| How to complete this task |
For each record below, retype the text exactly and omit any image.

| Extracted information |
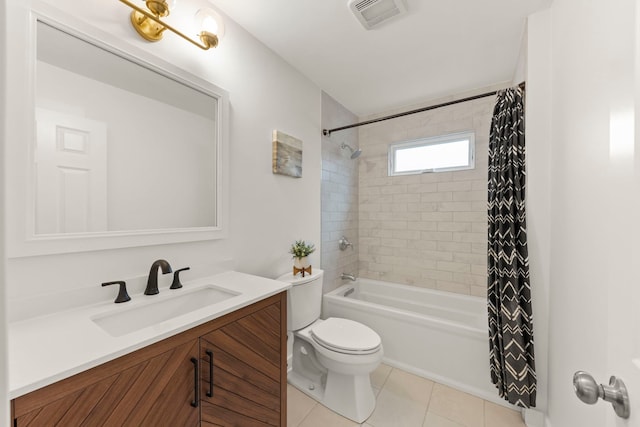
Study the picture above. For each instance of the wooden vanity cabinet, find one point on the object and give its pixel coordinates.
(157, 385)
(241, 371)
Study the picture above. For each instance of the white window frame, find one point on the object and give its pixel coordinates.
(436, 140)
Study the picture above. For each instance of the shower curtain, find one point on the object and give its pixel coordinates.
(509, 293)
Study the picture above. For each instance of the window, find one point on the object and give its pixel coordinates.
(438, 154)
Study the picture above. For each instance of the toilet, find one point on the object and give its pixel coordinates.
(331, 359)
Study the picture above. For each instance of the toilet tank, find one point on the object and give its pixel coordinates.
(304, 299)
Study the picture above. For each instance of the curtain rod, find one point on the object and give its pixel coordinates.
(327, 132)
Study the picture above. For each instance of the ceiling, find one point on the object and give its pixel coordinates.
(439, 48)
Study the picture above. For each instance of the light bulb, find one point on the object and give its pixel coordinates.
(210, 22)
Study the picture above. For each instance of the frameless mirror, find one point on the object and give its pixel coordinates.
(119, 146)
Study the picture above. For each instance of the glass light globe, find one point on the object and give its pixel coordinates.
(209, 21)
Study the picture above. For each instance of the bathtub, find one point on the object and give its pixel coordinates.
(438, 335)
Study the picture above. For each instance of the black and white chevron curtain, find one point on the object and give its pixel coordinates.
(509, 292)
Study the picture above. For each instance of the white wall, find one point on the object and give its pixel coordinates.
(268, 212)
(4, 404)
(538, 128)
(570, 238)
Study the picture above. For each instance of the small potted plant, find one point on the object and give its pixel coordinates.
(300, 251)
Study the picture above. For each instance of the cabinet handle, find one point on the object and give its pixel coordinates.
(210, 354)
(196, 377)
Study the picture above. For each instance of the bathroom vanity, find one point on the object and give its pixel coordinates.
(228, 369)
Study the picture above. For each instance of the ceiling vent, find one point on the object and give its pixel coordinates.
(372, 13)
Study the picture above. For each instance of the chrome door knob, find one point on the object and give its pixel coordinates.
(589, 391)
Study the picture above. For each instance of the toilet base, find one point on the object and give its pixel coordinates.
(350, 395)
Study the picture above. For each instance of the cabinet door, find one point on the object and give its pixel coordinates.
(248, 370)
(158, 391)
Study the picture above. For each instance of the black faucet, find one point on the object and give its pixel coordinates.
(152, 281)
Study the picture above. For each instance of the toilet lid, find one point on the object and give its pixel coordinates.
(345, 335)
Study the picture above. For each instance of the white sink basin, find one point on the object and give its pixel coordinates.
(121, 322)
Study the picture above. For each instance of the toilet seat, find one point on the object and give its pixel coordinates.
(345, 336)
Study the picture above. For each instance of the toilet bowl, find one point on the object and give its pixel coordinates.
(331, 359)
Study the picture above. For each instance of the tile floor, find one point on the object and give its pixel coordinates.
(406, 400)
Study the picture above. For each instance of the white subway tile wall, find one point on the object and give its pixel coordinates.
(426, 230)
(339, 195)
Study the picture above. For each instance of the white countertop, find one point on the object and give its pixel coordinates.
(47, 349)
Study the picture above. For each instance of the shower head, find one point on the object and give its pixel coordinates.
(354, 153)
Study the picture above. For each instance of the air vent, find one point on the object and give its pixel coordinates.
(372, 13)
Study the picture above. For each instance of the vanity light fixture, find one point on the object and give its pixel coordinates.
(149, 25)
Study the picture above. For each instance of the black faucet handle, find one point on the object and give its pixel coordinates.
(176, 278)
(123, 296)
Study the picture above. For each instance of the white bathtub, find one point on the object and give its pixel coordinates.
(438, 335)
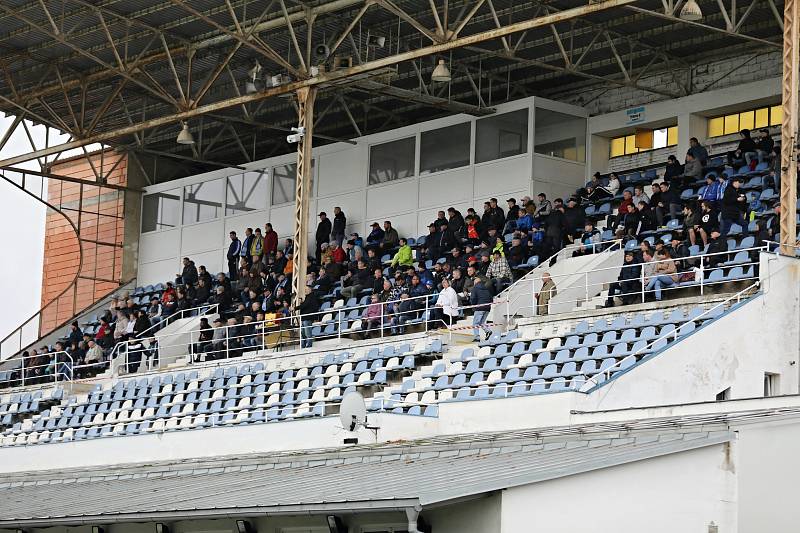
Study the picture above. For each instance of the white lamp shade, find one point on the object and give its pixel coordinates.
(691, 11)
(441, 73)
(185, 136)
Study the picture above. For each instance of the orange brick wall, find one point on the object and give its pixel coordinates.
(97, 211)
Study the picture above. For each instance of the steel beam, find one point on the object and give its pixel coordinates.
(305, 116)
(789, 140)
(333, 78)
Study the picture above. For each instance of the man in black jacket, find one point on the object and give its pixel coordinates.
(481, 298)
(339, 226)
(323, 233)
(628, 283)
(308, 309)
(234, 250)
(734, 203)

| Output below |
Study the picture above. For each instance of the wooden vanity cabinet, find one point on the object and give its pixel coordinates.
(157, 385)
(241, 371)
Study the picture above. For each instance of the white window frame, find one point on the object and give its pixel coordinates.
(436, 140)
Study the picture above. For each instance of the shower curtain, find one point on the object and give its pixel coordinates.
(509, 293)
Study the picture above. For each instance of the window, find one point on the object and give its pixel coordinates.
(438, 154)
Study the picture above. For each instance of the toilet, find one point on the object and give its pixel coordinates.
(331, 359)
Study the picture above. For each instance of the toilet tank, find one point on the object and give its pixel coordinates.
(304, 299)
Study the picture above. For each instance of the curtain rod, find one point on the object and give its pixel coordinates.
(327, 132)
Study the picture above. For each instance of the ceiling, find one point on the object and give its pixel coordinates.
(439, 48)
Study the picture above. For each instance of the light bulb, find one point on the object and give its pixel coordinates.
(210, 22)
Study the picture above. For each instance of the frameless mirror, find one point on the object and give its pixel coordinates.
(119, 146)
Study the picture above. For each instance of the glass light globe, find one point on the object and give its pixel coordinates.
(209, 21)
Study the picture above. For each instance of the bathtub, find one point on the object and give its pixel coordinates.
(438, 335)
Study the picture above. For each instance of the black and white chevron curtain, find one point on the object and give its pixel coordinates.
(509, 292)
Study the picture above. For each instance of the white wall, find one point on the object and give its pixel coordinates.
(268, 212)
(4, 404)
(538, 128)
(570, 238)
Study the picture above. For each instance of the small potted plant, find one point on the object and give its pixel coordinates.
(300, 251)
Study the picture above. For each instance of the cabinet handle, find one point on the object and give its pixel coordinates.
(210, 354)
(196, 377)
Study the picture above. For each instance of the bathroom vanity, find one point on the object and give its pixel coordinates.
(228, 369)
Study the picture above. For each instance of the ceiling vent, find one point on the object and give its pixel coordinates.
(372, 13)
Study the picture above. For each instance of the chrome door knob, find one point on the object and give its pixel coordinates.
(589, 391)
Study the picture above. For each instance of the toilet base, find one point on the object and give its pixel coordinates.
(350, 395)
Study the picture above. For each instance of the cabinet door, find one point on the object and give its pixel coordinates.
(248, 370)
(158, 391)
Study the picture above. For each instance of the black faucet, find one point on the object and give its pixel coordinates.
(152, 281)
Study the picture above. For each instance of the toilet lid, find one point on the object and give its pixel coordinates.
(345, 335)
Study the picture above. For each instance of the white sink basin, find one point on the object and give its pixel coordinates.
(121, 322)
Study the picture above. For each instance of the toilet seat, find one point on the object and give its pixel coordinates.
(345, 336)
Study the picture above. For each instance of the toilet bowl, find one point on the object and give its pixel coordinates.
(331, 359)
Study the picture above. For each instance of the tile floor, find one point on the object and give its pixel coordinates.
(406, 400)
Study the picture above. For each instance of the white subway tile wall, find one point on the object and give its pixel coordinates.
(426, 230)
(339, 195)
Study the picture above. For each instance of the white countertop, find one point on the object and give its pixel coordinates.
(47, 349)
Study the picture above. For each instance of the shower head, find one point on the object and give its pixel coordinates.
(354, 153)
Study the picture above. For each instance of the air vent, find one point on the object and give its pixel coordinates.
(372, 13)
Study the picture above. For each instance of the vanity light fixture, find one point on the object and give its pixel coordinates.
(149, 25)
Study the picture above. For each instance of the black faucet handle, find one point on the object and give its pixel coordinates.
(176, 278)
(123, 296)
Study the picture above. For each instance of the white bathtub, find one point on the object and give its pixel coordinates.
(438, 335)
Study the picture above. For each instance of the white lamp shade, find one point on the object and give its pixel coordinates.
(691, 11)
(441, 73)
(185, 136)
Study the picture above. For each instance of the orange brick wall, find one point on the object and give its pixel coordinates.
(97, 211)
Study the picture above. For each instance of the steel beam, find one point on the object and give its pixel coordinates.
(305, 116)
(789, 140)
(333, 78)
Study the picture above. For each instance of the man in black jacket, find one point on the object and give its pixel coordinates.
(481, 298)
(339, 226)
(323, 233)
(628, 283)
(308, 309)
(234, 250)
(734, 203)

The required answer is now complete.